Latihan Singkat A -
Ganti "KPK" dengan "Komisi Pemberantasan Korupsi", lalu tulis ulang bagian teks mulai dari "Walhasil, proses pembahasan" sampai dengan "kedua rancangan itu.".

Teks -
•••••
Pandangan Sahetapy mungkin bisa dirujuk pada buku yang diluncurkan KHN pada saat diskusi itu berlangsung. Judulnya ‘Ðarurat Hukum: Sumbang Saran Anggota Komisi Hukum Nasional RI’. Bisa juga terwakili dari pidato pembukaan yang disampaikan Sekretaris KHN, Mardjono Reksodiputro. Selama 14 tahun kiprahnya, urai Mardjono, KHN telah menghasilkan 66 rekomendasi bagi reformasi di bidang hukum. “Namun kami masih galau melihat perkembangan hukum dalam tahun-tahun terakhir ini,” kata Profesor Universitas Indonesia itu.

Transisi
Ihwal yang membuat Prof. Mardjono dan kawan-kawan di KHN galau adalah karakter tahun politik. Pada tahun politik 2014 akan terjadi pergantian pimpinan di sebagian besar lembaga. Memang, 90 persen anggota DPR mencalonkan diri kembali dalam pemilu April mendatang. Tetapi itu juga yang membuat sidang-sidang DPR menjadi lengang. Anggota DPR lebih mementingkan urusan konstituen daripada menjalankan fungsi legislasi, misalnya.

Walhasil, proses pembahasan beberapa undang-undang yang menentukan arah pembangunan bangsa ini ke depan bernasib nahas. Malah kemudian menjadi bola liar yang memperlihatkan peluang konflik. Tengoklah kini prokontra mengenai pembahasan RUU KUHP dan RUU KUHAP. Pemerintah dan DPR di satu pihak tetap menginginkan pembahasan RUU KUHP dan RUU KUHAP diteruskan, sedangkan KPK menginginkan peninjauan ulang. Belakangan, Mahkamah Agung dan Polri ikut mengkritik sebagian materi kedua rancangan itu.

Di tengah prokontra itu, nasib pengisian hakim MK belum jelas. Normatifnya, putusan MK baru sah jika diambil oleh minimal tujuh orang hakim. Paska penangkapan Akil, praktis hakim MK tersisa delapan orang. Per April nanti, Hardjono juga akan memasuki masa pensiun sebagai hakim. Jumlahnya bisa mengerucut jika putusan PTUN Jakarta yang membatalkan Keppres pengangkatan hakim konstitusi Patrialis Akbar dan Maria Farida Indrati dikuatkan di tingkat banding dan kasasi. Kini, DPR sedang memperoses seleksi hakim konstitusi.

Jika semua kondisi itu terjadi, Mahkamah Konstitusi terancam kolaps, tak bisa menghasilkan putusan. Padahal, kata Prof. Saldi Isra, potensi penyelesaian sengketa pemilu ke Mahkamah Konstitusi tetap besar setelah pelaksanaan Pemilu, April 2014. Guru Besar Ilmu Hukum Universitas Andalas Padang ini melihat kondisi semacam itulah yang potensial menimbulkan keadaan darurat. Parpol bersengketa memperebutkan kursi di parlemen, tetapi lembaga penyelesaiannya tak siap.
•••••
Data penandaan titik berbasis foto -
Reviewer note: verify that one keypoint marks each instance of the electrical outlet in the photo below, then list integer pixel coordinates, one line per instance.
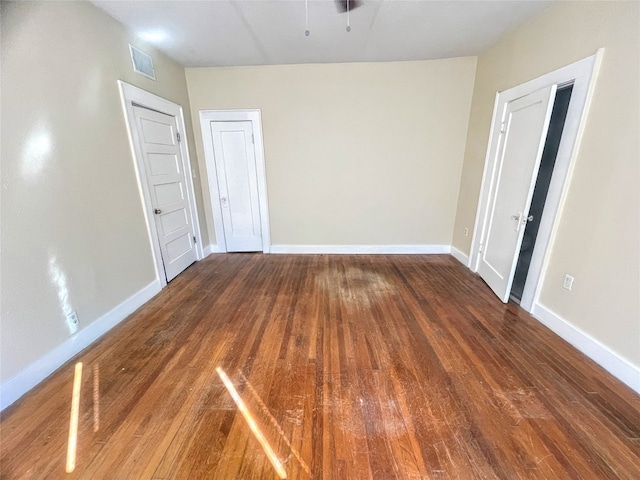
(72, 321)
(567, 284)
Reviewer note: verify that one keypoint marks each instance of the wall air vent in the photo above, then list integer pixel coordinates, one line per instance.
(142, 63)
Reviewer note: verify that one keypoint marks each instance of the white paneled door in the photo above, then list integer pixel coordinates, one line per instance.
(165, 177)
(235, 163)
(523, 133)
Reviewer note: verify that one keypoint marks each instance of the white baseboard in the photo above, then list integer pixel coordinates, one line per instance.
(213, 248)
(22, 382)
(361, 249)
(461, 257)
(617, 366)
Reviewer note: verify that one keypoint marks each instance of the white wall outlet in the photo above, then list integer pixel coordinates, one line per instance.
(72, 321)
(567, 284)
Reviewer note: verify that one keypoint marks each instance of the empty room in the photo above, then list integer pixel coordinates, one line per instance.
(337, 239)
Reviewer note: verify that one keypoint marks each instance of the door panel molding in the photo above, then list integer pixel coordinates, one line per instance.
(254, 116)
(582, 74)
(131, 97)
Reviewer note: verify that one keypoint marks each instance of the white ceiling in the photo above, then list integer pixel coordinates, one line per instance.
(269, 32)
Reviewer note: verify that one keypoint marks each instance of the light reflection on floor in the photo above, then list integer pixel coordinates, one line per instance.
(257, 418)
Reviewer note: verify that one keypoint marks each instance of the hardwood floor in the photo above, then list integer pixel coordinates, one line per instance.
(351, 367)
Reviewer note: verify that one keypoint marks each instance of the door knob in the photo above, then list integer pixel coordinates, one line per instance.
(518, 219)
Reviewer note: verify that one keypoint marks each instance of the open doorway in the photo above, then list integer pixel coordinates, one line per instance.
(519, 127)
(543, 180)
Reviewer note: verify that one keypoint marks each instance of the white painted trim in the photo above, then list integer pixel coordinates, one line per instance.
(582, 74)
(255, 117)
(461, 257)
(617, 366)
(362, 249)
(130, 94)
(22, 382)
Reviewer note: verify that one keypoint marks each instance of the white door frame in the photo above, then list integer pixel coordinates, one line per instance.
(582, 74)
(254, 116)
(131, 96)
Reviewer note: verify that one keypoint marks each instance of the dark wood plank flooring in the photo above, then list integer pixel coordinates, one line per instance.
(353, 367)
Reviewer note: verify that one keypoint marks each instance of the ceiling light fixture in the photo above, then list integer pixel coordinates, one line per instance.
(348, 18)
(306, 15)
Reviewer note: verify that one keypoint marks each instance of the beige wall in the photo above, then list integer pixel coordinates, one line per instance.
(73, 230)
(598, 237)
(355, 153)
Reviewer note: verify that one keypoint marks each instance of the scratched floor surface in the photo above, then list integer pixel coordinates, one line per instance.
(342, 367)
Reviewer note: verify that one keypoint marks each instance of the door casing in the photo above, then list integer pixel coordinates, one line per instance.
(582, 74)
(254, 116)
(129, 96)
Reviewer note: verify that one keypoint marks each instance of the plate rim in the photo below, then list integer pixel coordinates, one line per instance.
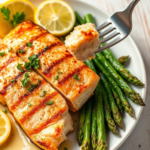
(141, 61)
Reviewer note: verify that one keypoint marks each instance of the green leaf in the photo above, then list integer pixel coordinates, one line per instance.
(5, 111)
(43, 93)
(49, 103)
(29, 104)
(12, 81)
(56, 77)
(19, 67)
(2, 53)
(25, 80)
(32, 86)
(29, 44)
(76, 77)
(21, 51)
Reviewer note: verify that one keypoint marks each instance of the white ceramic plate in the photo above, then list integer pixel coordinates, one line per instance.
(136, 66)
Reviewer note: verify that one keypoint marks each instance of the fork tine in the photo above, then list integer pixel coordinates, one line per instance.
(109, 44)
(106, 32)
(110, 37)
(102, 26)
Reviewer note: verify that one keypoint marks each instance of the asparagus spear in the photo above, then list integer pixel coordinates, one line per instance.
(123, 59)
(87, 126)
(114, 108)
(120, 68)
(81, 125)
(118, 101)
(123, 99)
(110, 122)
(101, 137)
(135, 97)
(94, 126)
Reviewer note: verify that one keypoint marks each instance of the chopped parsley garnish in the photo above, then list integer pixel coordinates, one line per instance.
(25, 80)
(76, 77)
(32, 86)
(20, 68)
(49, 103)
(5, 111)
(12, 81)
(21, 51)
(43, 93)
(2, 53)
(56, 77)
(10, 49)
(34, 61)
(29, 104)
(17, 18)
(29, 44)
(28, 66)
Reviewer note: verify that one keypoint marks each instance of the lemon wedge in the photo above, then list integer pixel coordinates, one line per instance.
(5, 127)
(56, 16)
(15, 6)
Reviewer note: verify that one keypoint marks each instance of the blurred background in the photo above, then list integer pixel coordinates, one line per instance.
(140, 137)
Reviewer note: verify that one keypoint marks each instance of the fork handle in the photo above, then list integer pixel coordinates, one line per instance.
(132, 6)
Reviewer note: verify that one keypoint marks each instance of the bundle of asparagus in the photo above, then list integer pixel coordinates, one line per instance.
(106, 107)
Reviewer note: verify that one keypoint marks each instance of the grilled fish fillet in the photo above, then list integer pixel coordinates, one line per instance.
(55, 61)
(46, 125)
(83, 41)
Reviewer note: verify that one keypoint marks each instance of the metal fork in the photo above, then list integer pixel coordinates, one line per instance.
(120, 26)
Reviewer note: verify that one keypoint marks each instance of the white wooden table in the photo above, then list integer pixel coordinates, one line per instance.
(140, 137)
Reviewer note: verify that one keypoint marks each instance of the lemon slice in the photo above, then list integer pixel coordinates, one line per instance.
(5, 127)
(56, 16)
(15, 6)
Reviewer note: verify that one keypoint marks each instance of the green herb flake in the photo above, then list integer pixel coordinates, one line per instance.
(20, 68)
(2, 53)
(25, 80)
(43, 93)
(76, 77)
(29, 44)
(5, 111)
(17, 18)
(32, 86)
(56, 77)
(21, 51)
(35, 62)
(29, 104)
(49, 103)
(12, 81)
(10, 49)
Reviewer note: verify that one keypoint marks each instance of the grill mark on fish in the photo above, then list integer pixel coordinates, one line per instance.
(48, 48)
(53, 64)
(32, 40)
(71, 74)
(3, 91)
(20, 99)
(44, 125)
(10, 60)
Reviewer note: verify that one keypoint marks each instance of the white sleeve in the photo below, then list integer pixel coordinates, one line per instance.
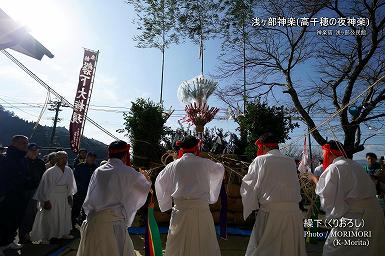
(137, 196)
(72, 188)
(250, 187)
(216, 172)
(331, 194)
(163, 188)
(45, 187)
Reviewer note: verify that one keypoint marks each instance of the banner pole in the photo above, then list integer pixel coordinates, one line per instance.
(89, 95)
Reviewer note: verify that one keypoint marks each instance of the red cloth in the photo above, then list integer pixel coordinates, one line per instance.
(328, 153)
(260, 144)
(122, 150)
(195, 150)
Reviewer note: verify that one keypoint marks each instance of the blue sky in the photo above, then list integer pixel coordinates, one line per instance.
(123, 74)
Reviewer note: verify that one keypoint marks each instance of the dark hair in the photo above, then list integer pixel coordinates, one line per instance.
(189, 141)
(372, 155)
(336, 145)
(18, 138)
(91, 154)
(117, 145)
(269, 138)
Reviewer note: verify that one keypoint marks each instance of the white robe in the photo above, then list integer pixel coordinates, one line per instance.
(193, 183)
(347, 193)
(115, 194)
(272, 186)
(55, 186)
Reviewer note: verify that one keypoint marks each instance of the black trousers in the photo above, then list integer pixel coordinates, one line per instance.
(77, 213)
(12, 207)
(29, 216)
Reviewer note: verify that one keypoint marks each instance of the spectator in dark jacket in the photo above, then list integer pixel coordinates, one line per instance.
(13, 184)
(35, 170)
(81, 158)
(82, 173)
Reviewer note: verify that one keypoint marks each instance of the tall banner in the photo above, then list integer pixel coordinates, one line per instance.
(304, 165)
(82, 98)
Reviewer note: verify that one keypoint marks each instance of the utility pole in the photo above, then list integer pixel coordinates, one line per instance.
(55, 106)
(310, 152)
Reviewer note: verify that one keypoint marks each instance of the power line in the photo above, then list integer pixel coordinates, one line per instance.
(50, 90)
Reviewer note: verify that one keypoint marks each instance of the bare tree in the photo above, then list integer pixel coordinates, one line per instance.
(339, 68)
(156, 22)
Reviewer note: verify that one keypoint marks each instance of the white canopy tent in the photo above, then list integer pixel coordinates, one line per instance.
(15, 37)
•••••
Latihan Singkat B -
Pilih dan salin setiap baris entri yang memuat kata "green". Huruf kapital dan huruf kecil dibedakan.

Jawaban A -
Walhasil, proses pembahasan beberapa undang-undang yang menentukan arah pembangunan bangsa ini ke depan bernasib nahas. Malah kemudian menjadi bola liar yang memperlihatkan peluang konflik. Tengoklah kini prokontra mengenai pembahasan RUU KUHP dan RUU KUHAP. Pemerintah dan DPR di satu pihak tetap menginginkan pembahasan RUU KUHP dan RUU KUHAP diteruskan, sedangkan Komisi Pemberantasan Korupsi menginginkan peninjauan ulang. Belakangan, Mahkamah Agung dan Polri ikut mengkritik sebagian materi kedua rancangan itu.

Jawaban B -
Reviewer note: verify that one keypoint marks each instance of the green leaf in the photo above, then list integer pixel coordinates, one line per instance.
Reviewer note: verify that one keypoint marks each instance of the green herb flake in the photo above, then list integer pixel coordinates, one line per instance.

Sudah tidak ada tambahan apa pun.